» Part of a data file
◇ ◇ ◇
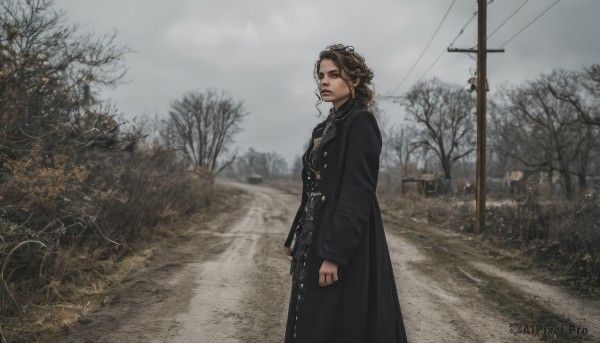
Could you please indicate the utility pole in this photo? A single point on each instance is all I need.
(481, 107)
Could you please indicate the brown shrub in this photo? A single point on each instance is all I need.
(59, 220)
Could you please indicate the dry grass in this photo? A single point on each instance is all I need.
(65, 226)
(561, 236)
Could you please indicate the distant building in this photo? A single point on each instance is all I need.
(254, 179)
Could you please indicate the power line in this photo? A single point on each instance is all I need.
(425, 49)
(462, 30)
(507, 19)
(530, 23)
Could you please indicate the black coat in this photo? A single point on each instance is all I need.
(362, 306)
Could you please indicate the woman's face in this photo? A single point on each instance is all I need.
(332, 84)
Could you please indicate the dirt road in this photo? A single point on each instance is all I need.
(228, 282)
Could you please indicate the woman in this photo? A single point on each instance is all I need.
(343, 287)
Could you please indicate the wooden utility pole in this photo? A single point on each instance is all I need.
(481, 115)
(481, 107)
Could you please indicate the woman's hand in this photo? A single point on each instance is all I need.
(328, 273)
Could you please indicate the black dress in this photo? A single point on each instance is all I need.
(339, 220)
(304, 233)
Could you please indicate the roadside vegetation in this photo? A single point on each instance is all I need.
(81, 188)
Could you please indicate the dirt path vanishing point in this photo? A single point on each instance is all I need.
(229, 282)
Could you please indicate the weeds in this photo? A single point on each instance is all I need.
(561, 235)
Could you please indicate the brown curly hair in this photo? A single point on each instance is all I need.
(354, 66)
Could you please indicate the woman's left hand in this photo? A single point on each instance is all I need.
(328, 273)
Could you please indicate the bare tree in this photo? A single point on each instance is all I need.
(540, 124)
(203, 124)
(403, 143)
(47, 73)
(443, 113)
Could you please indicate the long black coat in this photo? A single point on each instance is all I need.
(362, 306)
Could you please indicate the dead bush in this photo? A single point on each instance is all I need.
(60, 220)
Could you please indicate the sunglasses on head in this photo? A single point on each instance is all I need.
(341, 47)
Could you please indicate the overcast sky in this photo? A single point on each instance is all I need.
(262, 51)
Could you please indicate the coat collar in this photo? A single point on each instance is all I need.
(340, 115)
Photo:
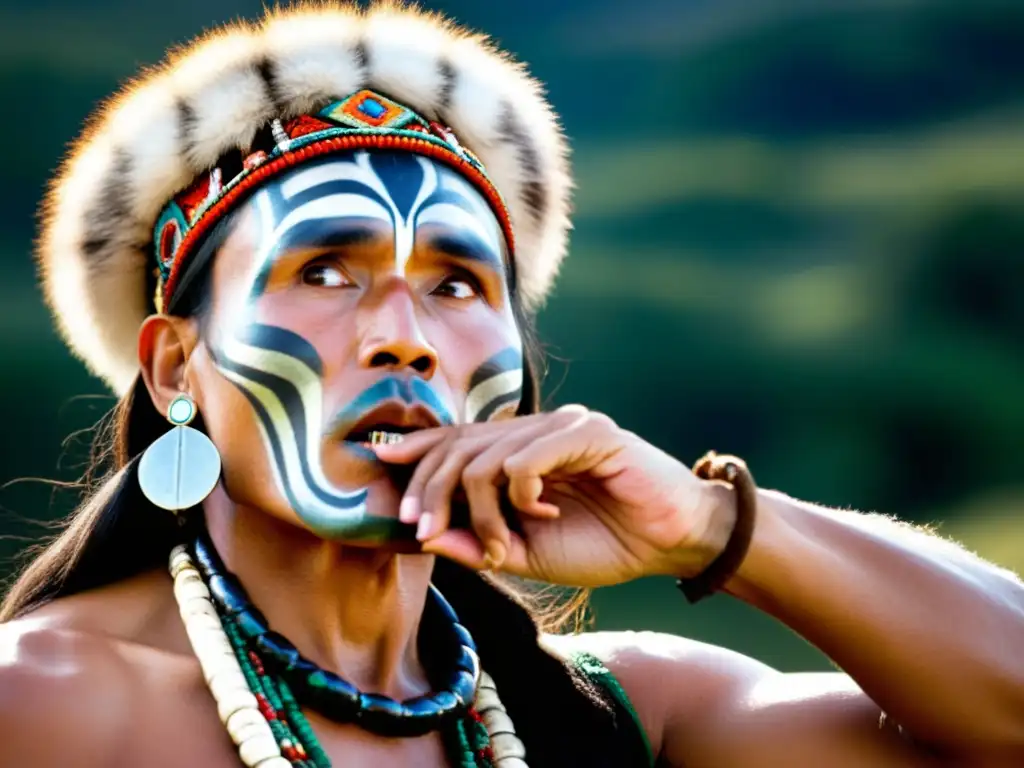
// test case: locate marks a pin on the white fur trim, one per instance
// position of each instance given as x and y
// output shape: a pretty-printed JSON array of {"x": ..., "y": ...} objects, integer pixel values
[{"x": 172, "y": 124}]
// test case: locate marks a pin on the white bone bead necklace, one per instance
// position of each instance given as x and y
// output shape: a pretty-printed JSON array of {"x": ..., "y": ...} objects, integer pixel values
[{"x": 239, "y": 708}]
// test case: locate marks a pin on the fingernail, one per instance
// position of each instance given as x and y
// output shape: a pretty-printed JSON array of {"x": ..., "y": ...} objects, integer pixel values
[
  {"x": 494, "y": 556},
  {"x": 423, "y": 529},
  {"x": 409, "y": 509}
]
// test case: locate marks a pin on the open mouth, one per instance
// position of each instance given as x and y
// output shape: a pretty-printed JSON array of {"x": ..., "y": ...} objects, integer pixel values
[
  {"x": 389, "y": 423},
  {"x": 379, "y": 434}
]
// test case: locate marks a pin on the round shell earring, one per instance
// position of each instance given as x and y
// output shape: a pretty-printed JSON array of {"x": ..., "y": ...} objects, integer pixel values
[{"x": 181, "y": 468}]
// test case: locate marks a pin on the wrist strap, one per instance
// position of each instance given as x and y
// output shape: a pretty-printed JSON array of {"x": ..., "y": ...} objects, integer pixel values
[{"x": 733, "y": 471}]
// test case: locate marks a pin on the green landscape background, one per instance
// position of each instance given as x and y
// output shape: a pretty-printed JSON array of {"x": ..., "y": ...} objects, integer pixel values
[{"x": 799, "y": 238}]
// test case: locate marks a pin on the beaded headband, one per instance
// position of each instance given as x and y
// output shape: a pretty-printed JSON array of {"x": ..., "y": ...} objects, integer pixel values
[
  {"x": 364, "y": 120},
  {"x": 268, "y": 87}
]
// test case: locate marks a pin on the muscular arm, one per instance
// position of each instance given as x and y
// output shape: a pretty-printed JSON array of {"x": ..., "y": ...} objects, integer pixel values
[{"x": 925, "y": 632}]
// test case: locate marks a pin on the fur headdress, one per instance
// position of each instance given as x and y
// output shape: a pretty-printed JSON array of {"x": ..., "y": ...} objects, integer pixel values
[{"x": 171, "y": 126}]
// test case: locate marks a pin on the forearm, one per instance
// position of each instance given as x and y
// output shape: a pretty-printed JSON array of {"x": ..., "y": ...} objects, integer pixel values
[{"x": 932, "y": 634}]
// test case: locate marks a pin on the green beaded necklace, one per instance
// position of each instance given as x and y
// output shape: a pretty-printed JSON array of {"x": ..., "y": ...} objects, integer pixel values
[{"x": 215, "y": 634}]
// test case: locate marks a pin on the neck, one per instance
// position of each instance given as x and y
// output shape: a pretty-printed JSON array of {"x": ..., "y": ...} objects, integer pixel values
[{"x": 352, "y": 610}]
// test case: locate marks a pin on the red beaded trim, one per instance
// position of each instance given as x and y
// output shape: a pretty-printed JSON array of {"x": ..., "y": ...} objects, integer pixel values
[{"x": 338, "y": 143}]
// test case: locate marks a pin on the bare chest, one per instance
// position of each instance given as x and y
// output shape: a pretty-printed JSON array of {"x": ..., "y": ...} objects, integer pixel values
[{"x": 177, "y": 724}]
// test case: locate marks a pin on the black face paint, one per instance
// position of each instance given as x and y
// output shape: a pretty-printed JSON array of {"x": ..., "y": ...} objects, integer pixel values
[{"x": 329, "y": 204}]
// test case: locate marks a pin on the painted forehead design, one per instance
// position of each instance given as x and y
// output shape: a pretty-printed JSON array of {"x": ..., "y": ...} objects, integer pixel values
[{"x": 402, "y": 190}]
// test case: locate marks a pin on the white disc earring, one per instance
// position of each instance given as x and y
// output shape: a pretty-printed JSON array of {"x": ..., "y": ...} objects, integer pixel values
[{"x": 182, "y": 467}]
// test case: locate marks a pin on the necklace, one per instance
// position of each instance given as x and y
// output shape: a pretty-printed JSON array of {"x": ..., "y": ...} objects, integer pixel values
[
  {"x": 263, "y": 716},
  {"x": 330, "y": 694}
]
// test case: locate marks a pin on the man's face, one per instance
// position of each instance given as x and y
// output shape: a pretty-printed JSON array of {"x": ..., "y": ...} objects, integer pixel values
[{"x": 365, "y": 290}]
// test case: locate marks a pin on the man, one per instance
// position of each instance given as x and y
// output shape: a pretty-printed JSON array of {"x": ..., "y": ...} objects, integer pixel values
[{"x": 326, "y": 236}]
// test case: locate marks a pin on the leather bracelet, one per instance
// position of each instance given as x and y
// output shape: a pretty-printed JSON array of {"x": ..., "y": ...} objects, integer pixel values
[{"x": 733, "y": 471}]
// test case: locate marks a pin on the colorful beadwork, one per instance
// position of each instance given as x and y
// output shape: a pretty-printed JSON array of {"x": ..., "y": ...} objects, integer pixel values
[
  {"x": 262, "y": 715},
  {"x": 330, "y": 694},
  {"x": 361, "y": 121}
]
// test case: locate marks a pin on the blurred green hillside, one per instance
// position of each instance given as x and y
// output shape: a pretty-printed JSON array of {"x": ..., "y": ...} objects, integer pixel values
[{"x": 799, "y": 238}]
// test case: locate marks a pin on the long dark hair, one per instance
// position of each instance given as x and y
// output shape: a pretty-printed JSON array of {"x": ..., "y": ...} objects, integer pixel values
[{"x": 116, "y": 534}]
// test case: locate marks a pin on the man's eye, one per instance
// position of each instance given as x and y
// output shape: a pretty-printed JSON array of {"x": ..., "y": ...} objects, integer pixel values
[
  {"x": 325, "y": 275},
  {"x": 458, "y": 287}
]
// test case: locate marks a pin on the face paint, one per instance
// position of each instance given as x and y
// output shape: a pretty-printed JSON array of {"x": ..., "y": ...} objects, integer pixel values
[
  {"x": 281, "y": 373},
  {"x": 496, "y": 387}
]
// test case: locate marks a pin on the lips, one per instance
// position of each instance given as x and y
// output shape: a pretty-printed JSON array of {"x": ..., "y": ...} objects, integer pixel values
[{"x": 388, "y": 418}]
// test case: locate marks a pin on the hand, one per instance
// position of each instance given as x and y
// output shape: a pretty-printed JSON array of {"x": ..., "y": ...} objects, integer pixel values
[{"x": 597, "y": 504}]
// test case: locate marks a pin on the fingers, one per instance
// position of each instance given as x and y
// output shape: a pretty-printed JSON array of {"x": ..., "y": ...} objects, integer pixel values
[
  {"x": 481, "y": 479},
  {"x": 475, "y": 465},
  {"x": 466, "y": 549},
  {"x": 588, "y": 443},
  {"x": 480, "y": 459}
]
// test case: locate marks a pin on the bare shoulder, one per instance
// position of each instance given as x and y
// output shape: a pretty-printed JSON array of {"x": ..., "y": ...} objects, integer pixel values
[
  {"x": 672, "y": 682},
  {"x": 65, "y": 695},
  {"x": 707, "y": 706}
]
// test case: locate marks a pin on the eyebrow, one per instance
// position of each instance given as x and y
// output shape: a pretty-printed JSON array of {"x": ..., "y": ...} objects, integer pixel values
[
  {"x": 465, "y": 246},
  {"x": 329, "y": 232}
]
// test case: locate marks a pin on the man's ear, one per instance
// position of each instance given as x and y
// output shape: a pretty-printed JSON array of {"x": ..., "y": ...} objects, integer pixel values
[{"x": 165, "y": 343}]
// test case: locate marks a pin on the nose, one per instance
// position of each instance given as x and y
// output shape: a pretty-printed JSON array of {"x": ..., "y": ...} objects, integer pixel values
[{"x": 392, "y": 337}]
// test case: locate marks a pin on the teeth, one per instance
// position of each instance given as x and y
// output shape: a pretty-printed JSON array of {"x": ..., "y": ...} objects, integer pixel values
[{"x": 384, "y": 438}]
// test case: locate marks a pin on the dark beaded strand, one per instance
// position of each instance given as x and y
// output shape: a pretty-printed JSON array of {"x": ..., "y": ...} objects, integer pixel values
[
  {"x": 465, "y": 735},
  {"x": 329, "y": 693},
  {"x": 270, "y": 706}
]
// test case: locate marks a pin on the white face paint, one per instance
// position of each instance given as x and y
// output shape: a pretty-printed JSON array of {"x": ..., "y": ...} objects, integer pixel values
[{"x": 281, "y": 373}]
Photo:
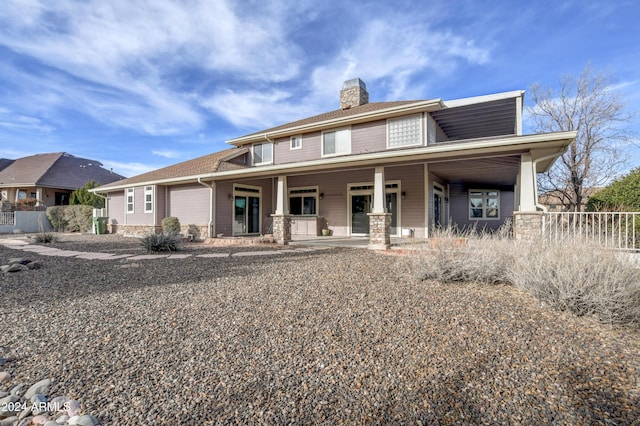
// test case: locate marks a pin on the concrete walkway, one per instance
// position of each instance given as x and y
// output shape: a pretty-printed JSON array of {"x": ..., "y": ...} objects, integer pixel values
[{"x": 24, "y": 245}]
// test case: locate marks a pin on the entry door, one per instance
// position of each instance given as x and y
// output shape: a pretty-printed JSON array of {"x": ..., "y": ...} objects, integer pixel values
[
  {"x": 392, "y": 207},
  {"x": 438, "y": 207},
  {"x": 360, "y": 206},
  {"x": 246, "y": 215}
]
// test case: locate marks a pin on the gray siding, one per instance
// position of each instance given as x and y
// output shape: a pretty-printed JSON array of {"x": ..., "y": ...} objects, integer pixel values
[
  {"x": 369, "y": 137},
  {"x": 459, "y": 199},
  {"x": 189, "y": 203},
  {"x": 116, "y": 207}
]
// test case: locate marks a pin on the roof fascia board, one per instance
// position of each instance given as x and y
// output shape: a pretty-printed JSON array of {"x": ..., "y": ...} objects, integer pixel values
[
  {"x": 477, "y": 146},
  {"x": 482, "y": 99},
  {"x": 432, "y": 104}
]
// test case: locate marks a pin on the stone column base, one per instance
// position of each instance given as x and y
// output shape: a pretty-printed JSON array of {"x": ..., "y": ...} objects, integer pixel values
[
  {"x": 527, "y": 226},
  {"x": 379, "y": 231},
  {"x": 281, "y": 228}
]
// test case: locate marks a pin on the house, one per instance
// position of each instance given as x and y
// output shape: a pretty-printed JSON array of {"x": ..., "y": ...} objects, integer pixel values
[
  {"x": 368, "y": 168},
  {"x": 558, "y": 201},
  {"x": 49, "y": 178}
]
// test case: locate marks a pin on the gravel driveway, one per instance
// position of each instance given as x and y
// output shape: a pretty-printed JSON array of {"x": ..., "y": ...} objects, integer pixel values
[{"x": 341, "y": 336}]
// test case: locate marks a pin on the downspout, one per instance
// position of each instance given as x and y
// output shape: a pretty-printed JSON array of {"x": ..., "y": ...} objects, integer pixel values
[
  {"x": 534, "y": 162},
  {"x": 211, "y": 204}
]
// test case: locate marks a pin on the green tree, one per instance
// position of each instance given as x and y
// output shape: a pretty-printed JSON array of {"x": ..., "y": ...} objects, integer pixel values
[
  {"x": 84, "y": 197},
  {"x": 589, "y": 105},
  {"x": 622, "y": 194}
]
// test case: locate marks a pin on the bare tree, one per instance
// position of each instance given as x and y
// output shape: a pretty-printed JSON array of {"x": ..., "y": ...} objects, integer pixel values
[{"x": 586, "y": 104}]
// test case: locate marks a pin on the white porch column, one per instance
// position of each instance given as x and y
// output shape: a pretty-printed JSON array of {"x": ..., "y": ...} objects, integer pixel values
[
  {"x": 527, "y": 184},
  {"x": 378, "y": 191},
  {"x": 282, "y": 200}
]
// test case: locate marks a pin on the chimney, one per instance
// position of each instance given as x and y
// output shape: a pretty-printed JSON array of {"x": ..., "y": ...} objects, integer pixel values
[{"x": 353, "y": 93}]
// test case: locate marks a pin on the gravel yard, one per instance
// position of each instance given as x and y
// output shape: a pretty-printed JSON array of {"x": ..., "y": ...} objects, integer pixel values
[{"x": 340, "y": 336}]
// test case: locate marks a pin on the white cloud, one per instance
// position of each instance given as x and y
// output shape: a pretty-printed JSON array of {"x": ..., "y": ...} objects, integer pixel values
[{"x": 166, "y": 153}]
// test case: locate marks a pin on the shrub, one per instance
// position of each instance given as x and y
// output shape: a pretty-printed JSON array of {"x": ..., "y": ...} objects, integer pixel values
[
  {"x": 76, "y": 218},
  {"x": 161, "y": 242},
  {"x": 170, "y": 225},
  {"x": 460, "y": 256},
  {"x": 45, "y": 237},
  {"x": 56, "y": 217},
  {"x": 573, "y": 275},
  {"x": 580, "y": 277}
]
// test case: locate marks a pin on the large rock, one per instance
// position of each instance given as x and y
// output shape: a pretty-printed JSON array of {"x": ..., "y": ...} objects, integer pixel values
[{"x": 42, "y": 387}]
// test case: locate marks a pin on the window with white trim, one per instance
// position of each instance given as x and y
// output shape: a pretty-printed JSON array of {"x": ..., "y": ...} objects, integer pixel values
[
  {"x": 336, "y": 142},
  {"x": 404, "y": 131},
  {"x": 303, "y": 201},
  {"x": 484, "y": 204},
  {"x": 262, "y": 153},
  {"x": 130, "y": 200},
  {"x": 148, "y": 199},
  {"x": 296, "y": 142}
]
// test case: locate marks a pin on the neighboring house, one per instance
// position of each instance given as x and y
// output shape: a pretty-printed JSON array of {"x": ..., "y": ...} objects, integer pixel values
[
  {"x": 556, "y": 201},
  {"x": 365, "y": 169},
  {"x": 49, "y": 178}
]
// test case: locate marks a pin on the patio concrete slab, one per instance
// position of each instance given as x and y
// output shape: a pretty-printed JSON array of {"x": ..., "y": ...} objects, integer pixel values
[
  {"x": 214, "y": 255},
  {"x": 256, "y": 253},
  {"x": 149, "y": 256}
]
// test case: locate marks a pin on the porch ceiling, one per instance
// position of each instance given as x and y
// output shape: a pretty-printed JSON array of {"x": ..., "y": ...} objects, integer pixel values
[
  {"x": 479, "y": 120},
  {"x": 490, "y": 171}
]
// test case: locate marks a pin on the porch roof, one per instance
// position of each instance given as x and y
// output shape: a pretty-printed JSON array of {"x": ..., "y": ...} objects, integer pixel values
[{"x": 544, "y": 148}]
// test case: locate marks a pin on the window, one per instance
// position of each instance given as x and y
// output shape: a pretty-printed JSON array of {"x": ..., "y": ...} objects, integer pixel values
[
  {"x": 303, "y": 201},
  {"x": 262, "y": 153},
  {"x": 336, "y": 142},
  {"x": 484, "y": 204},
  {"x": 404, "y": 131},
  {"x": 148, "y": 199},
  {"x": 296, "y": 142},
  {"x": 130, "y": 198}
]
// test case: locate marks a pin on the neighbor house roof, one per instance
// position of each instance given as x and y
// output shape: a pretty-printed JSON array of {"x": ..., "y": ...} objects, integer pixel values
[
  {"x": 218, "y": 161},
  {"x": 55, "y": 170}
]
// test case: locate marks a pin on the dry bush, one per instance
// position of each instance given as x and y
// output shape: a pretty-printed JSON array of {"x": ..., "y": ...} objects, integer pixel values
[
  {"x": 571, "y": 274},
  {"x": 461, "y": 256},
  {"x": 581, "y": 277}
]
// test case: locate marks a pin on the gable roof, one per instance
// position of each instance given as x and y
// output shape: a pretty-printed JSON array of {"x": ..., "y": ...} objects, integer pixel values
[
  {"x": 218, "y": 161},
  {"x": 55, "y": 170},
  {"x": 344, "y": 116},
  {"x": 4, "y": 163}
]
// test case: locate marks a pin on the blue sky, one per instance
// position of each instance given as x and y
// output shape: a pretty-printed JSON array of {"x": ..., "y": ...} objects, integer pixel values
[{"x": 142, "y": 84}]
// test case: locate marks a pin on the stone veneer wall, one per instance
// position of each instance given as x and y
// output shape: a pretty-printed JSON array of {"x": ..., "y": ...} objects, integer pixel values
[
  {"x": 527, "y": 226},
  {"x": 282, "y": 228},
  {"x": 353, "y": 96},
  {"x": 379, "y": 231}
]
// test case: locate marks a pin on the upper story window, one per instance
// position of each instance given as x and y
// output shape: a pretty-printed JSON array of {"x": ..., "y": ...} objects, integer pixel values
[
  {"x": 404, "y": 131},
  {"x": 296, "y": 142},
  {"x": 484, "y": 204},
  {"x": 130, "y": 200},
  {"x": 148, "y": 199},
  {"x": 303, "y": 201},
  {"x": 262, "y": 153},
  {"x": 336, "y": 142}
]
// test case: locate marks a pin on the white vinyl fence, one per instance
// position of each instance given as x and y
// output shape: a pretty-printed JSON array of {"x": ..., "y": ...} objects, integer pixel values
[
  {"x": 619, "y": 230},
  {"x": 7, "y": 218}
]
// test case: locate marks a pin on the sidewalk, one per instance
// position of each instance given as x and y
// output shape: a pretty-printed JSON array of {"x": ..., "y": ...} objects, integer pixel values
[{"x": 21, "y": 244}]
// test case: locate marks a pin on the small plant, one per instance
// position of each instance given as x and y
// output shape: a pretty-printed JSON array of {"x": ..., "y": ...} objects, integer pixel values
[
  {"x": 170, "y": 225},
  {"x": 161, "y": 242},
  {"x": 45, "y": 237}
]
◇ ◇ ◇
» EXERCISE INSTRUCTIONS
Rewrite the lines of the entries, from the line containing "plant, one per instance" through the last line of the entries, as a numbered list with any blank lines omitted.

» RESPONSE TO THIS EXERCISE
1. // test case: locate marks a pin on the small plant, one per instance
2. // position of each instance given as x and y
3. // output shape: a pretty-printed JSON array of {"x": ..., "y": ...} objects, integer pixel values
4. [
5.   {"x": 170, "y": 225},
6.   {"x": 161, "y": 242},
7.   {"x": 45, "y": 237}
8. ]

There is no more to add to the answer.